(A run of records)
**********
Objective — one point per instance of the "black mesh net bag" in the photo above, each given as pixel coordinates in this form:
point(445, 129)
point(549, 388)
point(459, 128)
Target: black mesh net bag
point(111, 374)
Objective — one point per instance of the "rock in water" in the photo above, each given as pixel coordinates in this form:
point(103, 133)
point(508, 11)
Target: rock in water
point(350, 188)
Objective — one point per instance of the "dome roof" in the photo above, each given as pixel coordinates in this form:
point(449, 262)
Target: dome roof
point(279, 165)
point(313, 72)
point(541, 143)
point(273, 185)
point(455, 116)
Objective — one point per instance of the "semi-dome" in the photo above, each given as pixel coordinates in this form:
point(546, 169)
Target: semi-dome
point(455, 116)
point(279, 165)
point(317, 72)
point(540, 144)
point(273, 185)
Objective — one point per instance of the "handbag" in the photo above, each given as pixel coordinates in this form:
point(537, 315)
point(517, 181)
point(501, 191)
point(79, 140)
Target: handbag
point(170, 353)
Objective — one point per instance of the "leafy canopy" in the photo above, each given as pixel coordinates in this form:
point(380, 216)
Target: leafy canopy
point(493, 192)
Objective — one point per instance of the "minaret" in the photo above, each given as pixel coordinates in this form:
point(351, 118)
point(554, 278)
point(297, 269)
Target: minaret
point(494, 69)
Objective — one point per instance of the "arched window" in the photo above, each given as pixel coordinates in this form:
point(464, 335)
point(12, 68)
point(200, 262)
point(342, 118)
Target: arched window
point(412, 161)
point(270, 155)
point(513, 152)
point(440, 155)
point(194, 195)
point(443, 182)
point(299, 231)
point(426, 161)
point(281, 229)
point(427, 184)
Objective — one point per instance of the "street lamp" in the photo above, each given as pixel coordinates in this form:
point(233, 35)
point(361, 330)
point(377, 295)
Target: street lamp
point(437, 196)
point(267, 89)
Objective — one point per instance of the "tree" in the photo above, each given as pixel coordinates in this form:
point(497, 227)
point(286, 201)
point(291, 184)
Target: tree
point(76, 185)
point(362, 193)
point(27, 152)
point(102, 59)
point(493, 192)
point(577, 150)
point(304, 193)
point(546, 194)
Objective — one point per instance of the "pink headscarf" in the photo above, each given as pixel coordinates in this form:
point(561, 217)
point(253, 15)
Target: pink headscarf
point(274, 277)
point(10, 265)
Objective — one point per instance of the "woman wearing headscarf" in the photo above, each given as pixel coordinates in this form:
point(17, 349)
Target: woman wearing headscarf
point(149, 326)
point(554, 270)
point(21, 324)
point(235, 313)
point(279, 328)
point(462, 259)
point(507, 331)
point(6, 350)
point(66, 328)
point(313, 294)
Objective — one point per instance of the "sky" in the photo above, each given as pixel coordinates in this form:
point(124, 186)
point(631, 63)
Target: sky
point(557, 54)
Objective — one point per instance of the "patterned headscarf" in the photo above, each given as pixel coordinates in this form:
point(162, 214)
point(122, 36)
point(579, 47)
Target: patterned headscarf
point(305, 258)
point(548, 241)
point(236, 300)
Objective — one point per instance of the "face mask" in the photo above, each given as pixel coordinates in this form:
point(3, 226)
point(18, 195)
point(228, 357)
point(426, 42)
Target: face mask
**********
### Task to carry out:
Rescale the items from the start of the records through the line containing "point(350, 188)", inclusive, and write out every line of that stretch again. Multiply only the answer coordinates by 1.55, round them to whole numbers with halves going up, and leave every other line and number unchanged.

### Written answer:
Objective — one point per instance of the "black mesh net bag" in the photo above, each given as pixel coordinates in this form:
point(445, 129)
point(549, 388)
point(459, 128)
Target: black mesh net bag
point(172, 580)
Objective — one point per instance of the "rock in water" in the photo above, each given as pixel coordinates in this form:
point(103, 133)
point(508, 11)
Target: rock in water
point(543, 291)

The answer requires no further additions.